▶ **Task goal**
For the records below, give the number of lines where the string "rock" occurs. Include nothing else.

*** Exercise data ***

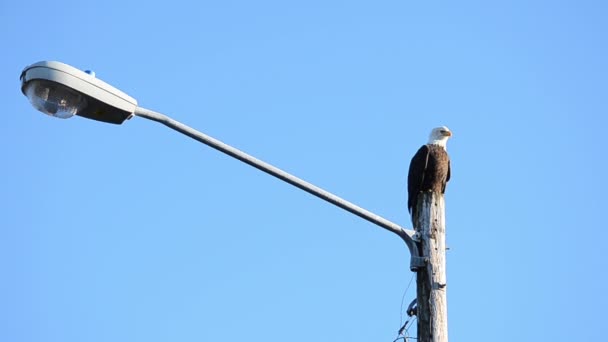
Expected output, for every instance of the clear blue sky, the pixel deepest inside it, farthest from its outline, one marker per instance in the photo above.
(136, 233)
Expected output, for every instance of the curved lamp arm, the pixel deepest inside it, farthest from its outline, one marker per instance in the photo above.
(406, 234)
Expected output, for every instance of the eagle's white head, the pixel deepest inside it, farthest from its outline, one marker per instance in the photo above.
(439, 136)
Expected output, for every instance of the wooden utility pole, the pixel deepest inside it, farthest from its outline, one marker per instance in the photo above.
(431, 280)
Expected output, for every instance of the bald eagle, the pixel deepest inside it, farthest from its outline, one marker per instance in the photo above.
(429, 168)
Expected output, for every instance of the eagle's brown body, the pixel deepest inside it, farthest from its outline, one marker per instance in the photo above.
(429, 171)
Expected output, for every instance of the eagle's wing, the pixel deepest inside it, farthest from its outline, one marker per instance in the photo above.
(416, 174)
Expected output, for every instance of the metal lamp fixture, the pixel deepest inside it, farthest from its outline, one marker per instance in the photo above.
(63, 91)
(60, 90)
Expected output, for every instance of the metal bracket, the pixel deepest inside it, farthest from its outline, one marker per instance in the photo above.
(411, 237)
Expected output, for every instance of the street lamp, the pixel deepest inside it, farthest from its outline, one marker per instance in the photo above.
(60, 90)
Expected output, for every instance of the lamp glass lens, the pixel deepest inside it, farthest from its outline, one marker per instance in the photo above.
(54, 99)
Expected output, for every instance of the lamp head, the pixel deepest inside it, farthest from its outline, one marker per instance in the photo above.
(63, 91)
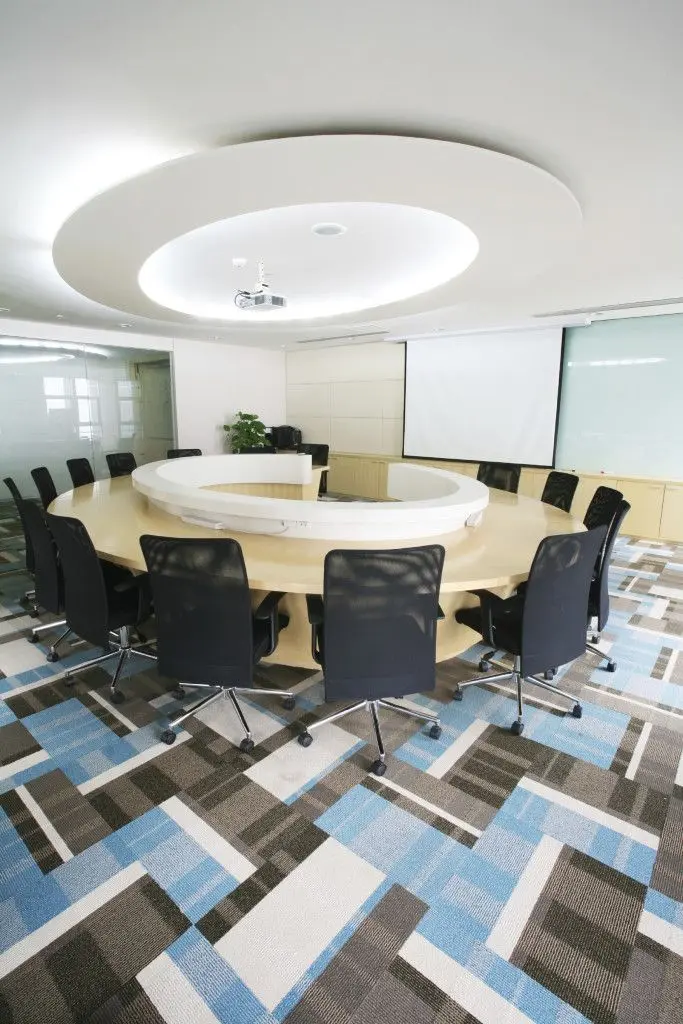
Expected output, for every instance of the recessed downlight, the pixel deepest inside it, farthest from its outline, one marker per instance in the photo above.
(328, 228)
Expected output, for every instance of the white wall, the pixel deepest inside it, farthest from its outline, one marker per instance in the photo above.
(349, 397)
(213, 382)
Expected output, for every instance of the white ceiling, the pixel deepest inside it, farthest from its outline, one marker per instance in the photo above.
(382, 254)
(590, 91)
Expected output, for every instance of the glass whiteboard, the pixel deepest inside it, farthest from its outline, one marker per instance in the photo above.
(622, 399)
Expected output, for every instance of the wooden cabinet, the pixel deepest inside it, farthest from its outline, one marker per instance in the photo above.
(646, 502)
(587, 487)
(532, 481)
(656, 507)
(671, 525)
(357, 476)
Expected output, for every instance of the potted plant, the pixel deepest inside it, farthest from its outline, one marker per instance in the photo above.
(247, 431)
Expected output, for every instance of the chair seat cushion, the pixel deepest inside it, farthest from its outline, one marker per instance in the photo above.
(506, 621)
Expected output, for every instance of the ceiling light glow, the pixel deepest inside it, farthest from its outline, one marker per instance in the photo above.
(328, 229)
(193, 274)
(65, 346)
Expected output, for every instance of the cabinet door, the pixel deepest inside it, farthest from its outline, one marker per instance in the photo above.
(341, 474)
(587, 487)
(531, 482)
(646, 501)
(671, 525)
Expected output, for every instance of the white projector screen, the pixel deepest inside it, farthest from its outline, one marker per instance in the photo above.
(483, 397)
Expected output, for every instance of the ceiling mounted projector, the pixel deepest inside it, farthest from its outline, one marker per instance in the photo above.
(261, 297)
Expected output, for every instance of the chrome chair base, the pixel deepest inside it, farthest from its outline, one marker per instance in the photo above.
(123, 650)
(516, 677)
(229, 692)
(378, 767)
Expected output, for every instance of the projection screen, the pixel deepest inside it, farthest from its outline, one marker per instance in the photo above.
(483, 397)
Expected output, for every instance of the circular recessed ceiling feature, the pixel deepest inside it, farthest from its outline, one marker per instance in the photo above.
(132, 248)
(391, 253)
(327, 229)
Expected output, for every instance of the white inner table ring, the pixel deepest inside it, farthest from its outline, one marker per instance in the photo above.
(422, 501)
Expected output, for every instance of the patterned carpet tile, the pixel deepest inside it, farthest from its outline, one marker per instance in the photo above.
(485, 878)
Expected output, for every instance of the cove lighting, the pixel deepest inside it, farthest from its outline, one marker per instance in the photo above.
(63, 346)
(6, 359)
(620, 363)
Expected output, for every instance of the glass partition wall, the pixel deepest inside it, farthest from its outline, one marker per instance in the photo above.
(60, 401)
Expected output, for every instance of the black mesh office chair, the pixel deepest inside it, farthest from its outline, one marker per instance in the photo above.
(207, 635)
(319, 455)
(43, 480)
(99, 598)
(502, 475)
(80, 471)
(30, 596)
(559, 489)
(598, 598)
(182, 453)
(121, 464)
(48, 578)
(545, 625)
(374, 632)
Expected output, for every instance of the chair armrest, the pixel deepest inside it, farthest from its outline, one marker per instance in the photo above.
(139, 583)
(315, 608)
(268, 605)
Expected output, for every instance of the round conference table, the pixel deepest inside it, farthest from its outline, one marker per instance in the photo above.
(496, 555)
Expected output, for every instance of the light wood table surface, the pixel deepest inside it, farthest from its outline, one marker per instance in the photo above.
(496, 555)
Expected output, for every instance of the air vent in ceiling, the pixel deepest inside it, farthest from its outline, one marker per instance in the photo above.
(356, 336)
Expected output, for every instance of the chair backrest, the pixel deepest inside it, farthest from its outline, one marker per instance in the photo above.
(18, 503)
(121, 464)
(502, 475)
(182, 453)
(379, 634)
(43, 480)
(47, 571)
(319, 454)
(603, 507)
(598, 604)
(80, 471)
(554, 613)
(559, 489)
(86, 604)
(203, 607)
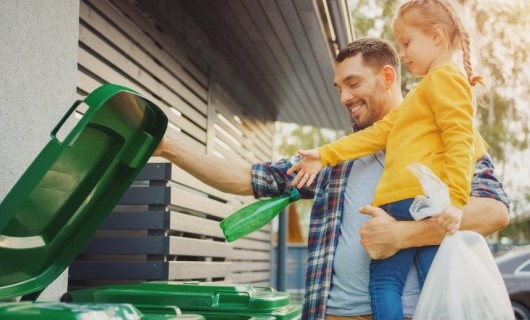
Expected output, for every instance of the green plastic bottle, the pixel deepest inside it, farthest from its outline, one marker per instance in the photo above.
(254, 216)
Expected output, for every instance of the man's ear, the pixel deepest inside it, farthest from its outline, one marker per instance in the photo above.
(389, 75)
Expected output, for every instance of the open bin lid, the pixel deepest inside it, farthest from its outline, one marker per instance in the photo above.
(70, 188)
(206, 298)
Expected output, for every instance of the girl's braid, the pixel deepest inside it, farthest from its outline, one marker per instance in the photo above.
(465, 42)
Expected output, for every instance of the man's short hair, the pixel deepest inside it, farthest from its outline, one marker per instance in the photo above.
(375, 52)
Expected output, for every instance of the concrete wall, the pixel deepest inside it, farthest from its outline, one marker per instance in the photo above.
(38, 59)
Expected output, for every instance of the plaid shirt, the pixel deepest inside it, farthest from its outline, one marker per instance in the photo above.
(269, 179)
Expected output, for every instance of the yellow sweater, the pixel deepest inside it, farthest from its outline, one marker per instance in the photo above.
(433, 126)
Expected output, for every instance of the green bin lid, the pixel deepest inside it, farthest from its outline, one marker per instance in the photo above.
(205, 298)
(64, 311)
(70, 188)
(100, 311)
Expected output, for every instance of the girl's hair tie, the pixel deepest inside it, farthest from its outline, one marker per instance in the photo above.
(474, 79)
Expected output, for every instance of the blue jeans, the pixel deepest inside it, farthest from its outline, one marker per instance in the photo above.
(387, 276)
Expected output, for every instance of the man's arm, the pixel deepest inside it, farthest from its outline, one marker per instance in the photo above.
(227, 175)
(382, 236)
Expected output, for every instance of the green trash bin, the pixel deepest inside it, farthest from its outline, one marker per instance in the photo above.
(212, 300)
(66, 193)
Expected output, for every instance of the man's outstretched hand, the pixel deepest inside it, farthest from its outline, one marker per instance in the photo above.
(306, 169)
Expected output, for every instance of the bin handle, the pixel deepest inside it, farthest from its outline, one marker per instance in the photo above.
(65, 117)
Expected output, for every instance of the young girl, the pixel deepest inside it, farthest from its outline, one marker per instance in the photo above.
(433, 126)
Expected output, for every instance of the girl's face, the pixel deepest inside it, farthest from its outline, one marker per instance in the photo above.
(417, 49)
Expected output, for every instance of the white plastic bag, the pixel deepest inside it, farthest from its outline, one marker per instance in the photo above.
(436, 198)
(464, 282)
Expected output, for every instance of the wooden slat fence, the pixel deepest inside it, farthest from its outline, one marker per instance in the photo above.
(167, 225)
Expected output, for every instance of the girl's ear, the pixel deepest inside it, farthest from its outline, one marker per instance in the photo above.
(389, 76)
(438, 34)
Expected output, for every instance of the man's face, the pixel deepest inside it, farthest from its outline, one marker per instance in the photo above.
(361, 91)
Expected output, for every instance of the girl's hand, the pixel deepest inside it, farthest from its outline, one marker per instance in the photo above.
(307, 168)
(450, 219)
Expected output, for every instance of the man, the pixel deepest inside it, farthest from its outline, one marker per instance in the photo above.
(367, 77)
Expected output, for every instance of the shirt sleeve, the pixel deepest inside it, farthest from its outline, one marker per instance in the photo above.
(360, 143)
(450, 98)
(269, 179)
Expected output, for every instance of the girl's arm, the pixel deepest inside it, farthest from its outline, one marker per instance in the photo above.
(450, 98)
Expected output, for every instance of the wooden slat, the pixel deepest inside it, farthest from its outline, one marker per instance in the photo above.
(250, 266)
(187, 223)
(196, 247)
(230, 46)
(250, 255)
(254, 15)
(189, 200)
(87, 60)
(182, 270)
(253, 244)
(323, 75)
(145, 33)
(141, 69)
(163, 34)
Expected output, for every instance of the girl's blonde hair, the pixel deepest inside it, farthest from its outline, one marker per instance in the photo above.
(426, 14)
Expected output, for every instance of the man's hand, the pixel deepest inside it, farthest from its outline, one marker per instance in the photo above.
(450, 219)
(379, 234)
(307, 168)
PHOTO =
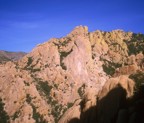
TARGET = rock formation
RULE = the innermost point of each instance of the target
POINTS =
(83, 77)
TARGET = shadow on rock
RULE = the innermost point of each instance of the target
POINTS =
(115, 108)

***

▶ **Result**
2